_REQUIRED ACTION_. Report every line of the records below that includes the string "uniform".

_INFORMATION GIVEN_.
*** Block opens ***
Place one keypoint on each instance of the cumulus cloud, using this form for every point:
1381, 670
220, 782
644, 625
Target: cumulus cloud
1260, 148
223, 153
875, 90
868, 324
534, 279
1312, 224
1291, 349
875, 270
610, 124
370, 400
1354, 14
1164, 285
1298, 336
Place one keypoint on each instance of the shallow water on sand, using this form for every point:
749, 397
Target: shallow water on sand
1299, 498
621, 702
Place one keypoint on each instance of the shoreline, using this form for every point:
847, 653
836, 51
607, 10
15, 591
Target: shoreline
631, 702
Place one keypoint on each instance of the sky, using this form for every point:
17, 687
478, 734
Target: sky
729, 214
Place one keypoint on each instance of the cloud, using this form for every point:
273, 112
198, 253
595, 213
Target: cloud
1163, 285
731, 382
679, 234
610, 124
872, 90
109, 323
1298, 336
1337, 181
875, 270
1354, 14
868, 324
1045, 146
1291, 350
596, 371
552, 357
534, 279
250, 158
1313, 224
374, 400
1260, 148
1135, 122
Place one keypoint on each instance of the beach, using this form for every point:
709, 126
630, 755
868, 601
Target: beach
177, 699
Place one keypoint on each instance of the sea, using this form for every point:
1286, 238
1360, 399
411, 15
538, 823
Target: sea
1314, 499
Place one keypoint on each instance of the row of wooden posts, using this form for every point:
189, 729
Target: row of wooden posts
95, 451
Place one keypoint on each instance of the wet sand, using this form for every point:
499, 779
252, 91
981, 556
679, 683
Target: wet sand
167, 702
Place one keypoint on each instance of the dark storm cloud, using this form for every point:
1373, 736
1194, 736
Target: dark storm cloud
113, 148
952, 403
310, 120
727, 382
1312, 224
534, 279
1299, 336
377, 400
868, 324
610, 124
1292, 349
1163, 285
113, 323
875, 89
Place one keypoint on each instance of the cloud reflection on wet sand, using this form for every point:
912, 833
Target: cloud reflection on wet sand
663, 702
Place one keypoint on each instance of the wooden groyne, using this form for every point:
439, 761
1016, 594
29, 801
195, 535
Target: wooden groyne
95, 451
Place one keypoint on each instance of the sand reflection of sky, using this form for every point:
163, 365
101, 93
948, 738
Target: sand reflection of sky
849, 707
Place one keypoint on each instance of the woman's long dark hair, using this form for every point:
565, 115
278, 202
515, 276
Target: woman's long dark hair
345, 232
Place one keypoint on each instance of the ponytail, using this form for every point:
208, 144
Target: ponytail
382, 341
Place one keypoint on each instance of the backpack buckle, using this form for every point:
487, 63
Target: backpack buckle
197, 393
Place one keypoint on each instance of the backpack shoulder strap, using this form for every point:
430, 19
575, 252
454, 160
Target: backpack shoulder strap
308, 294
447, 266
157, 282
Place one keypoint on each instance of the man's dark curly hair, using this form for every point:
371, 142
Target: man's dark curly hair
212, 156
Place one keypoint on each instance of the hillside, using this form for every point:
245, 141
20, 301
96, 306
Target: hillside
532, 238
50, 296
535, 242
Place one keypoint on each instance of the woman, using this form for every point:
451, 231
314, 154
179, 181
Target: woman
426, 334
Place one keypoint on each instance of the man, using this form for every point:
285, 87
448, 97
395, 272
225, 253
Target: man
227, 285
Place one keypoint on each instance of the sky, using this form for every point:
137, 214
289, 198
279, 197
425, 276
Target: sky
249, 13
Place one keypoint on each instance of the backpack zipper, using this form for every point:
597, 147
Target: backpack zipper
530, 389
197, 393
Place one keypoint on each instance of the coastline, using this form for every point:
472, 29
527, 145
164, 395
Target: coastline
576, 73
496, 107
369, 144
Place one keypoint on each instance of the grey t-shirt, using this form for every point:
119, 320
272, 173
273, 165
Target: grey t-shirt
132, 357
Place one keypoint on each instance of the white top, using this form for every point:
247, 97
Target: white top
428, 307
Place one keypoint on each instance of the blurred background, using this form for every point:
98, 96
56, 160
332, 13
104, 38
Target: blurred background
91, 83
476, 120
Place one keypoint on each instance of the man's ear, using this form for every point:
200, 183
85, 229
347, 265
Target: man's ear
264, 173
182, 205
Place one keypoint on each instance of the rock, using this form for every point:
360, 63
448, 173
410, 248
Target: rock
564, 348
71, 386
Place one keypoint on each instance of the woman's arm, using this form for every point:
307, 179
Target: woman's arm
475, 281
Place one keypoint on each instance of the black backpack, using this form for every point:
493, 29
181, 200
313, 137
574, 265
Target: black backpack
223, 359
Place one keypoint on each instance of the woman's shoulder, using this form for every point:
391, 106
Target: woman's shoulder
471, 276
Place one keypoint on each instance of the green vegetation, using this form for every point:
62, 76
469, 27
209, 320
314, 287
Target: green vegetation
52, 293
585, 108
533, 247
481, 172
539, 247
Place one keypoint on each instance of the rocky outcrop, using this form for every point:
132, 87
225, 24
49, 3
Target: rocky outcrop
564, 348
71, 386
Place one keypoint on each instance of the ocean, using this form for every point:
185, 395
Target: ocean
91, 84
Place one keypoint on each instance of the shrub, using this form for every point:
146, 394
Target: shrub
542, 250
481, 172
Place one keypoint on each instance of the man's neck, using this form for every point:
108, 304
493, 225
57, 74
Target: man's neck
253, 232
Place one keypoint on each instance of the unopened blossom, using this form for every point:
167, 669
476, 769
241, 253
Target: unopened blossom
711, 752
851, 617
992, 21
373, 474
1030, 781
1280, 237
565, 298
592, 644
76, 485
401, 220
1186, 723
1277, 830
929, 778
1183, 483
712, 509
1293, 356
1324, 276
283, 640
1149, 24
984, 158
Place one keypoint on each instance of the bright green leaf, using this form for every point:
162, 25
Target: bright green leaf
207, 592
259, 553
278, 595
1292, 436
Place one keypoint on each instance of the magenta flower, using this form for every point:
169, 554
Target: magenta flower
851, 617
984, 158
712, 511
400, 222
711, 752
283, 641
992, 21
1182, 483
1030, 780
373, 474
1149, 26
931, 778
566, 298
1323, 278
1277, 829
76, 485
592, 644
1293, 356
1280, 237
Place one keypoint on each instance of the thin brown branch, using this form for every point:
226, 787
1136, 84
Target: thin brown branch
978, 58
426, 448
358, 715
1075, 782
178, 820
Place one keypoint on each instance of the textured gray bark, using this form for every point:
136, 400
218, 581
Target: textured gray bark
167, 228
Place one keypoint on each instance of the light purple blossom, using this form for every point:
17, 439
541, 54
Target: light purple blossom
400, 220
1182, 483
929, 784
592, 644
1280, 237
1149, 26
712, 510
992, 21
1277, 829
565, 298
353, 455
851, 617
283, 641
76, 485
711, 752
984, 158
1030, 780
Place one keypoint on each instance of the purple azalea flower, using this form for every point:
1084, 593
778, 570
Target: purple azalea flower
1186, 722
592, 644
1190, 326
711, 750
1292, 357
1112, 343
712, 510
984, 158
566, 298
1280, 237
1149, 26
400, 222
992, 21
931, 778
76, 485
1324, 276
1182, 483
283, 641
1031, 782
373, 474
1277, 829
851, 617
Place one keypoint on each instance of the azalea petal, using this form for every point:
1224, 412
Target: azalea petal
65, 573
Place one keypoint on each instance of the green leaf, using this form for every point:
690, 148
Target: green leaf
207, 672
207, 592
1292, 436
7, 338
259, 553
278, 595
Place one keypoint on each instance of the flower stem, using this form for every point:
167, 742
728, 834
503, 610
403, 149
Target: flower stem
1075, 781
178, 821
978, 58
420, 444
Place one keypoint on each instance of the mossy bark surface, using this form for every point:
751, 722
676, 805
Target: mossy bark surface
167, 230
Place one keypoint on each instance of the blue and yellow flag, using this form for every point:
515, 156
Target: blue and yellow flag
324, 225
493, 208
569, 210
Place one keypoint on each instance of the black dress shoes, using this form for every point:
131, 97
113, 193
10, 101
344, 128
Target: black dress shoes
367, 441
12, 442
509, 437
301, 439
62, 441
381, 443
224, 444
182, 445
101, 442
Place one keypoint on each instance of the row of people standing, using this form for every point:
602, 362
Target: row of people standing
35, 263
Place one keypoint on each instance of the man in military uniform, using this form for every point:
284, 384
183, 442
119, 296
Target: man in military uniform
*** Block closes ***
_RESPONSE_.
Place one keypoint on each instance of the man in military uniform, using this form for every point:
Target: man in military uniform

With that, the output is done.